(Segmentation data)

****************************************

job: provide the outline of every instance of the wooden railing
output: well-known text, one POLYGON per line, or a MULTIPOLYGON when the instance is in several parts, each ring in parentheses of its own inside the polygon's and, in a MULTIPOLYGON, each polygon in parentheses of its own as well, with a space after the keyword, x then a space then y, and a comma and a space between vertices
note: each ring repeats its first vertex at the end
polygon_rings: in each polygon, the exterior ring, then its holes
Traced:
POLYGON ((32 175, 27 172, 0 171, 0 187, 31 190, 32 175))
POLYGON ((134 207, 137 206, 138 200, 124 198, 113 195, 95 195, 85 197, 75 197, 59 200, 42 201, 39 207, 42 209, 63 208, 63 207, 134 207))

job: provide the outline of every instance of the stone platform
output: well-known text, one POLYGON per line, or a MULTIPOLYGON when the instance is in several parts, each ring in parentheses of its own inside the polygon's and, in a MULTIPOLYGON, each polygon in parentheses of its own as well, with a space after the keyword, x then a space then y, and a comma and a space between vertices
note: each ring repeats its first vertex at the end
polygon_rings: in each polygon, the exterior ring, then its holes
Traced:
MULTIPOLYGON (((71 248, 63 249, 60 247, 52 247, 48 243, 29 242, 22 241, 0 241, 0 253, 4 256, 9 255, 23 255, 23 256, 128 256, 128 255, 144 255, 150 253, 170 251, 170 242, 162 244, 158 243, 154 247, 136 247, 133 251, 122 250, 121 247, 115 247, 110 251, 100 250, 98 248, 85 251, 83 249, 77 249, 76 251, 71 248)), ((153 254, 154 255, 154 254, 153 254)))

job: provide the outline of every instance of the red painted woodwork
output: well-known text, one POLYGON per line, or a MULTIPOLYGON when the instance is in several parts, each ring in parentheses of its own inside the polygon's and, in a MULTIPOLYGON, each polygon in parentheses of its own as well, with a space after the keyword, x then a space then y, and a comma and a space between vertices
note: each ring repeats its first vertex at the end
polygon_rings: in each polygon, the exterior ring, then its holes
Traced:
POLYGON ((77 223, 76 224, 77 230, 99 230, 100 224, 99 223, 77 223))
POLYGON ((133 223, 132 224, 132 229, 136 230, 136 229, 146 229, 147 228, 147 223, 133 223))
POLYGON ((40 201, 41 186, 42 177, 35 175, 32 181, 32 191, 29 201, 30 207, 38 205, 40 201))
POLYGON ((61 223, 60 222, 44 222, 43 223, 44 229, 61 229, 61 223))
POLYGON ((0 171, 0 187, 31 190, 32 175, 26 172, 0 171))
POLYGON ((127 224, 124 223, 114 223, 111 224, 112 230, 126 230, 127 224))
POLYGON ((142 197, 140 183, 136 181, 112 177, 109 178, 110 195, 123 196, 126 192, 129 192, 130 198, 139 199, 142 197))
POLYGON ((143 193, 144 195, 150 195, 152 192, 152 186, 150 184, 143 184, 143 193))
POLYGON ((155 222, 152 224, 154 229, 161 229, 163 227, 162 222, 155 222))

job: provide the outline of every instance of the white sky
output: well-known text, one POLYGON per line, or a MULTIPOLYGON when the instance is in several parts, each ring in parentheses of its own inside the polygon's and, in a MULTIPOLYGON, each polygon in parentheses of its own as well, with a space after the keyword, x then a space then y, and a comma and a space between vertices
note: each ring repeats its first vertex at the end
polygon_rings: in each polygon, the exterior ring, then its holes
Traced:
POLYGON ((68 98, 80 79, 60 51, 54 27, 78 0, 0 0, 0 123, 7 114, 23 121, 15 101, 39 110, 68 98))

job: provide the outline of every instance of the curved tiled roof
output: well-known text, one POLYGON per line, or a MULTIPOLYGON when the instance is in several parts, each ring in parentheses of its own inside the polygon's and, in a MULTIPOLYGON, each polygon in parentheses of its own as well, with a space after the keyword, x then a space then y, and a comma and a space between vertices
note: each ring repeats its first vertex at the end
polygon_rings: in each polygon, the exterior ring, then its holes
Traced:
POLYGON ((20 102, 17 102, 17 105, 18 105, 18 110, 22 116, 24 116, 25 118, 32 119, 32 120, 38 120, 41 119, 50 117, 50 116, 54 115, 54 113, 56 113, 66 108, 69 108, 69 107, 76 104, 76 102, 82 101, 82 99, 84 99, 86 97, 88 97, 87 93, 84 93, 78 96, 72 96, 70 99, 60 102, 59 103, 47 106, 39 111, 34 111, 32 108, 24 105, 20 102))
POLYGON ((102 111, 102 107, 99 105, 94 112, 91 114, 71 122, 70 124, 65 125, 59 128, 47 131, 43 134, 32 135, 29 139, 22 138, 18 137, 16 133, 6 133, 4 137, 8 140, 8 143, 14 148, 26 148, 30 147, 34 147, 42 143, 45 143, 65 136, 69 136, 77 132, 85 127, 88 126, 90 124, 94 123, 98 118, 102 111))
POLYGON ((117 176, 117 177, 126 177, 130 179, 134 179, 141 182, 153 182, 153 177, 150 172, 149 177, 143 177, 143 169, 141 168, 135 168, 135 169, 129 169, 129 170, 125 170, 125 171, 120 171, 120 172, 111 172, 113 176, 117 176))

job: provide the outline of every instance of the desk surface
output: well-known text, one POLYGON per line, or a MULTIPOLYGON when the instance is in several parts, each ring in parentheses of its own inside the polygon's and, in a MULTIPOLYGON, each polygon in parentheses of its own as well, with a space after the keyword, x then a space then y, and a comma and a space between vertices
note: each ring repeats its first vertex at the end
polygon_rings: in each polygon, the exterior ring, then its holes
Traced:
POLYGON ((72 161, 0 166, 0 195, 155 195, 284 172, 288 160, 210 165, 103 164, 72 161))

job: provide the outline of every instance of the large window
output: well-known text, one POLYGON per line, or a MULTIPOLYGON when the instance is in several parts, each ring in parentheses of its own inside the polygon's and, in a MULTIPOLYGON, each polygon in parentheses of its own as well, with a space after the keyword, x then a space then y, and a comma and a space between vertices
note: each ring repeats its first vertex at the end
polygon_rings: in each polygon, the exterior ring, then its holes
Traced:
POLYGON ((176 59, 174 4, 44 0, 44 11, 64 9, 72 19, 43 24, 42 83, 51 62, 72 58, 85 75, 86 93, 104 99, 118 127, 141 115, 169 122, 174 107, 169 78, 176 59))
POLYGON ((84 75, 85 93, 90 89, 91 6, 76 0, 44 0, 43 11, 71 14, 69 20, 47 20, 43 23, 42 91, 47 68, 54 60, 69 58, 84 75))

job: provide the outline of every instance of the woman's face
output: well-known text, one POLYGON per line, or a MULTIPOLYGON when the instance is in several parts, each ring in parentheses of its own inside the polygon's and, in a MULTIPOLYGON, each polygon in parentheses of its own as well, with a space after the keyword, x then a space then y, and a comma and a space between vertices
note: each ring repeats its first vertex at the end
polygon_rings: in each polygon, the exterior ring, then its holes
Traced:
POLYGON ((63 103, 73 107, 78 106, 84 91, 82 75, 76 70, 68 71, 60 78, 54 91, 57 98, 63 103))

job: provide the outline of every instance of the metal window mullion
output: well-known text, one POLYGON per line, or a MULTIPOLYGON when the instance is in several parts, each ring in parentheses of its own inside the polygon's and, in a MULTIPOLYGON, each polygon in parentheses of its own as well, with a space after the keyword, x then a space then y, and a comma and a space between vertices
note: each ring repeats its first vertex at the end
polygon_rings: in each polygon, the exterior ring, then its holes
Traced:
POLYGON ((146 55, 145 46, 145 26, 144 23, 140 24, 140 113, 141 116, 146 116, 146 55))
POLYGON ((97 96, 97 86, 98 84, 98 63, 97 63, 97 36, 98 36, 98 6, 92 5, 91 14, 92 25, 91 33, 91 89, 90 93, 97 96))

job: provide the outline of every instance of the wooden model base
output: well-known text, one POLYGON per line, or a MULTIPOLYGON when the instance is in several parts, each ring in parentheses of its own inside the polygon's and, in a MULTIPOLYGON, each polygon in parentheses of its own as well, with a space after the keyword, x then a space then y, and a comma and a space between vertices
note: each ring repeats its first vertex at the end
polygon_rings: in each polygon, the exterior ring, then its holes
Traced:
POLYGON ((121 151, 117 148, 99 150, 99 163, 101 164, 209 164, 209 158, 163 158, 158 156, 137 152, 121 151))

****************************************

Task to carry out:
Rewrite the listing starting at its beginning and ending at the line containing "POLYGON ((134 207, 137", with "wooden railing" replaced by "timber railing" and all else unchanged.

Result:
job: provide the outline of every instance of the timber railing
output: well-known text, one POLYGON per line, or a MULTIPOLYGON when the instance is in several parts, each ring in parentheses of its own inside the polygon's and, in a MULTIPOLYGON, each polygon in parentheses of its own as well, with a space after the keyword, x then a space then y, and a comma and a space between vertices
note: each ring repeats its first vertex at the end
polygon_rings: in each polygon, the exterior ring, then its holes
Traced:
POLYGON ((32 175, 27 172, 0 171, 0 187, 31 190, 32 175))
POLYGON ((134 207, 137 206, 138 200, 124 198, 113 195, 95 195, 85 197, 75 197, 59 200, 42 201, 39 207, 42 209, 63 208, 63 207, 134 207))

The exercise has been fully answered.